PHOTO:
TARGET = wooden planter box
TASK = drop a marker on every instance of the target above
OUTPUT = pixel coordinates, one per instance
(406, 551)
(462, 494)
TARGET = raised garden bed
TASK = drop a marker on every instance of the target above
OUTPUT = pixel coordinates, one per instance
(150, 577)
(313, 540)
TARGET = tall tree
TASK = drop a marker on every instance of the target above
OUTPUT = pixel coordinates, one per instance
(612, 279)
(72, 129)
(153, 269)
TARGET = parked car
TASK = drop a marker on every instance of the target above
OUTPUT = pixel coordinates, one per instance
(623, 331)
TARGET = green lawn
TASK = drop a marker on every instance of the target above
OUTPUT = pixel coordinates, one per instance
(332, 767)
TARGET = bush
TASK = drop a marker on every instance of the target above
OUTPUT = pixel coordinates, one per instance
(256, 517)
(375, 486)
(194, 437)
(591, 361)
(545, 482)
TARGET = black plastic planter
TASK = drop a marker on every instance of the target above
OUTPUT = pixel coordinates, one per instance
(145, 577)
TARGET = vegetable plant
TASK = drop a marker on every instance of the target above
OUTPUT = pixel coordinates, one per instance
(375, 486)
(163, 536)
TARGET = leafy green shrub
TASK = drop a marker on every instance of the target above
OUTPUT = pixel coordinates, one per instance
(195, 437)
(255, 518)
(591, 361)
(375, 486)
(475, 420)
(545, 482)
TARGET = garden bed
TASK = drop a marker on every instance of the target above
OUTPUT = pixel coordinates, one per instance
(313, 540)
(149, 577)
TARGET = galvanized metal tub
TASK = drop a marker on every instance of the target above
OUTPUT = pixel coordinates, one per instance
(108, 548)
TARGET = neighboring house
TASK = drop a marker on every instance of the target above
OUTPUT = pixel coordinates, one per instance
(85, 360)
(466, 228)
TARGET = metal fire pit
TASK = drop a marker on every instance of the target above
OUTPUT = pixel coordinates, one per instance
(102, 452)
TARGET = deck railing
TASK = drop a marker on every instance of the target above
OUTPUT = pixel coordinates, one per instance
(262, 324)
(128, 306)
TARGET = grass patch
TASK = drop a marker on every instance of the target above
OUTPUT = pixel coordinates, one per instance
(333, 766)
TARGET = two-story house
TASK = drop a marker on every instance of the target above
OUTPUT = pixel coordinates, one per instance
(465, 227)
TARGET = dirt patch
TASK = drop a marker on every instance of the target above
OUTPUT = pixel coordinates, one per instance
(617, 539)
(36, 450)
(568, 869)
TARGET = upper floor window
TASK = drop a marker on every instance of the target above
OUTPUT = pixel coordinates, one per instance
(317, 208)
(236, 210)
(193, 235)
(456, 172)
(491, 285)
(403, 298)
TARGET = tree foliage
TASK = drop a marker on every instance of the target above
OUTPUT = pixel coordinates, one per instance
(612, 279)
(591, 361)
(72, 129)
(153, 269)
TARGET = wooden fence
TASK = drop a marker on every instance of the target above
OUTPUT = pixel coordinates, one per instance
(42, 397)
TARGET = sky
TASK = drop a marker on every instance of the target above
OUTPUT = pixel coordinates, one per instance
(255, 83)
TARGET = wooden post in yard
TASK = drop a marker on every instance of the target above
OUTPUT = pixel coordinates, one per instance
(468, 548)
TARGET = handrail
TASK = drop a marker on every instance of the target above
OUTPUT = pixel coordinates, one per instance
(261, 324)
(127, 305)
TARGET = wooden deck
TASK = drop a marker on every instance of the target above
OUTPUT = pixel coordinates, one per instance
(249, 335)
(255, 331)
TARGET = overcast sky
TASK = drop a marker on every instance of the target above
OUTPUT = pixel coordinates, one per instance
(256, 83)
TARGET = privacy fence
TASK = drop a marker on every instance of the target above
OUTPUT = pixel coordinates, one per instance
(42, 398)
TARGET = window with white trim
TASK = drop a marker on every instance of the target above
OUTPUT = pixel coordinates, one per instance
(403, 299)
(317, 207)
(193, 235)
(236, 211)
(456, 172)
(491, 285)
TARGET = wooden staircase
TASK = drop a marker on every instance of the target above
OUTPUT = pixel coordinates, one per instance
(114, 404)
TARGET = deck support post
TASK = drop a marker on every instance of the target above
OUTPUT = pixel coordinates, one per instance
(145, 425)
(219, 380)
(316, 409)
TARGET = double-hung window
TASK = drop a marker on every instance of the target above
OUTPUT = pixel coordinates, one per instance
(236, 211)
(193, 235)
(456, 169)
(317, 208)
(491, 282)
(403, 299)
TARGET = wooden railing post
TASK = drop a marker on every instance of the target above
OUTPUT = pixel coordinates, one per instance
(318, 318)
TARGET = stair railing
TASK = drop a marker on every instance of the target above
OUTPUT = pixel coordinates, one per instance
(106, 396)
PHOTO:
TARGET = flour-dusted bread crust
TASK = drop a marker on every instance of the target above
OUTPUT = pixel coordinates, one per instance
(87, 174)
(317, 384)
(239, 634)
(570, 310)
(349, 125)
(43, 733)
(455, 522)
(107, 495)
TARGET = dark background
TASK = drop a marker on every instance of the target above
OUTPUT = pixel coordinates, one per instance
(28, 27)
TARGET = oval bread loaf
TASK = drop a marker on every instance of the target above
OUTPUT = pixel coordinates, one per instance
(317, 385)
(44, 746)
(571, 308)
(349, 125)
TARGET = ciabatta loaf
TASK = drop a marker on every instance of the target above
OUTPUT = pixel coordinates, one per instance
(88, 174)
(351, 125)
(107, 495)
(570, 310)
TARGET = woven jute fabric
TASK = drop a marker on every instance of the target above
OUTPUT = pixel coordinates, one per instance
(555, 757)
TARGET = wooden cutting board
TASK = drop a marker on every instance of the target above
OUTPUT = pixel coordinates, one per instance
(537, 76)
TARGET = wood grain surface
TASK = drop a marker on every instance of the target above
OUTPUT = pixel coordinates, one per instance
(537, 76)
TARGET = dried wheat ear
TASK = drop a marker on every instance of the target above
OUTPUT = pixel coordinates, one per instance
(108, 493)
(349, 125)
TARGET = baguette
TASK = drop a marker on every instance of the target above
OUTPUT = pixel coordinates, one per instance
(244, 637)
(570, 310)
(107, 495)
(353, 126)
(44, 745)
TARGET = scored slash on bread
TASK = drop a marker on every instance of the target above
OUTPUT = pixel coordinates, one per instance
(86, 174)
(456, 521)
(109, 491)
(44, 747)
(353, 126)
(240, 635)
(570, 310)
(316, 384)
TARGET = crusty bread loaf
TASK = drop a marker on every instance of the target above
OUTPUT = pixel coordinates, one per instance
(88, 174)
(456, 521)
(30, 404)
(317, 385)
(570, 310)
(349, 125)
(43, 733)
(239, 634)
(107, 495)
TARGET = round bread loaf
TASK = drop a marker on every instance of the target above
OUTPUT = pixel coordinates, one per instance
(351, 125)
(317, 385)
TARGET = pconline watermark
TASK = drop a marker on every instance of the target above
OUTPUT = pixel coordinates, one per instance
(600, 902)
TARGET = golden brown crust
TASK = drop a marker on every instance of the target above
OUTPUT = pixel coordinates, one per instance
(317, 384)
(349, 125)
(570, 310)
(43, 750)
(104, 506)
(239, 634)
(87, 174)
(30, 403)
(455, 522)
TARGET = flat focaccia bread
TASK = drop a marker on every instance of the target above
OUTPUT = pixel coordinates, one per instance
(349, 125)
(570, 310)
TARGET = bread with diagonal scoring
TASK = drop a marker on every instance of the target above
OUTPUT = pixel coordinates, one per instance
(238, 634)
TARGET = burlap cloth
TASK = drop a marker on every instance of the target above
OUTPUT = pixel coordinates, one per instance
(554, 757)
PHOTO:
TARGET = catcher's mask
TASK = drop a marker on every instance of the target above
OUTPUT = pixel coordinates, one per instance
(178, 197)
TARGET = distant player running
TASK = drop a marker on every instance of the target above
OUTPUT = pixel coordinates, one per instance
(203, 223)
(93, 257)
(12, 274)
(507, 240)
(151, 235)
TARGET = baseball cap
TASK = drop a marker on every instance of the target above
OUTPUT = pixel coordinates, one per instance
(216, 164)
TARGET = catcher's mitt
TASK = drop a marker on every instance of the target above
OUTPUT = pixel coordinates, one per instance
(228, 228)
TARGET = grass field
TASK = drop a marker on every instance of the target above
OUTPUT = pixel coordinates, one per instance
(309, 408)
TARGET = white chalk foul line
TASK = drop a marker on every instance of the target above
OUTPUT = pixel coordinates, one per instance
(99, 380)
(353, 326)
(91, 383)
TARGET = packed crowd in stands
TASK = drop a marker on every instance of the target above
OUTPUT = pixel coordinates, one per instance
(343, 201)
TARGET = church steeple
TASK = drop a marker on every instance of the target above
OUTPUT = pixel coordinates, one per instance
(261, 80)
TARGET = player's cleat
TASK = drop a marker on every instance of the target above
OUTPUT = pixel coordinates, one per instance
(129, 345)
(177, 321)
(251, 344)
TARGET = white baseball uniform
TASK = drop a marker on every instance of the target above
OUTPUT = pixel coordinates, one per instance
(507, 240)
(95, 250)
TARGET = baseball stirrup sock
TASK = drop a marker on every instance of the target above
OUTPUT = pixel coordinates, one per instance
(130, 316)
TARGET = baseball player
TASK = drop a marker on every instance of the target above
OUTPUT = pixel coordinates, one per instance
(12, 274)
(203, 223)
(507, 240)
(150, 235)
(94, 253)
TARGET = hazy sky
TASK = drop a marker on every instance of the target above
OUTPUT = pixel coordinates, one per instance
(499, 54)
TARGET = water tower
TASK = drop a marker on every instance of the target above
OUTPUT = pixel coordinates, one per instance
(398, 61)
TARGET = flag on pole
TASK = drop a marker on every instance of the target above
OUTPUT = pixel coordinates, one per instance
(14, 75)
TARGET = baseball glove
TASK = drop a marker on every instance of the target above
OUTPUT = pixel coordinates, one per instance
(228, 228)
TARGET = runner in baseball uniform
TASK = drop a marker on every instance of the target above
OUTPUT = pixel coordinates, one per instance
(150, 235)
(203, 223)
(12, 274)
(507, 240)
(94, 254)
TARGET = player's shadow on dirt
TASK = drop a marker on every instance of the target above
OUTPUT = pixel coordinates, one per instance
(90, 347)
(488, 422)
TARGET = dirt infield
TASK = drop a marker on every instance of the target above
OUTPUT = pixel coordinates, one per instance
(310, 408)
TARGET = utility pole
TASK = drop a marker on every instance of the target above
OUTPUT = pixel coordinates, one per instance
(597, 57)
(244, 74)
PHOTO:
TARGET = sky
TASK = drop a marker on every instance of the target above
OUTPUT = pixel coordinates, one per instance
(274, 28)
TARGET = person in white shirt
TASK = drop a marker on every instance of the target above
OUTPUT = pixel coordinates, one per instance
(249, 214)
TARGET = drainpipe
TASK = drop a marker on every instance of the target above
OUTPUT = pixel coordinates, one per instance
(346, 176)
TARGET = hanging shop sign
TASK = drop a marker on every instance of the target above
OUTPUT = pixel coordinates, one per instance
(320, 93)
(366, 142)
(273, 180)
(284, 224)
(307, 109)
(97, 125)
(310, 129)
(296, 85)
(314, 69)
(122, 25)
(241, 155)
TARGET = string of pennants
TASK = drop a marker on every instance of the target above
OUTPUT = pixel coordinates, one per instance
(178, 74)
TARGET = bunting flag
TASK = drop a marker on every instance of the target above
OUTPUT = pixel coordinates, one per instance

· · · · · · ·

SHORT TASK ->
Copy, character for character, the lines from the line that holds "TARGET = flag on pole" through the final line of the records above.

RESPONSE ->
TARGET = flag on pole
TASK = drop a marker on every instance of the target above
OUTPUT = pixel coordinates, one per instance
(14, 75)
TARGET = baseball glove
TASK = drop a marker on every instance of the target above
OUTPUT = pixel coordinates, one per instance
(228, 228)
TARGET = runner in baseball uniform
TASK = drop a marker on every instance of the target above
OUTPUT = pixel coordinates, one per instance
(150, 235)
(203, 223)
(12, 274)
(507, 240)
(94, 254)
TARGET = player's shadow on dirt
TASK = drop a marker on every instance of the target above
OUTPUT = pixel coordinates, one per instance
(90, 347)
(488, 422)
TARGET = dirt infield
TASK = drop a marker on every instance of the target above
OUTPUT = pixel coordinates, one per instance
(310, 408)
TARGET = utility pole
TASK = drop a marker on every instance of the target above
OUTPUT = pixel coordinates, one per instance
(597, 57)
(244, 74)
PHOTO:
TARGET = sky
TASK = drop a marker on every instance of the target above
OUTPUT = pixel coordinates, one per instance
(274, 28)
TARGET = person in white shirt
TASK = drop a marker on every instance of the target above
OUTPUT = pixel coordinates, one per instance
(249, 214)
TARGET = drainpipe
TASK = drop a marker on every instance of the target above
OUTPUT = pixel coordinates, one per instance
(346, 176)
TARGET = hanging shop sign
TASK = drop a marker on every instance of the target above
OUTPUT = pixel coordinates, one per instance
(320, 93)
(366, 142)
(273, 180)
(284, 224)
(307, 109)
(97, 125)
(310, 129)
(296, 85)
(314, 69)
(122, 25)
(241, 155)
TARGET = string of pennants
TASK = drop a marker on every instance of the target above
OUTPUT = pixel coordinates, one per instance
(178, 74)
TARGET = bunting flag
TASK = drop a marker on every instance of the target above
OUTPUT = pixel coordinates, one per instance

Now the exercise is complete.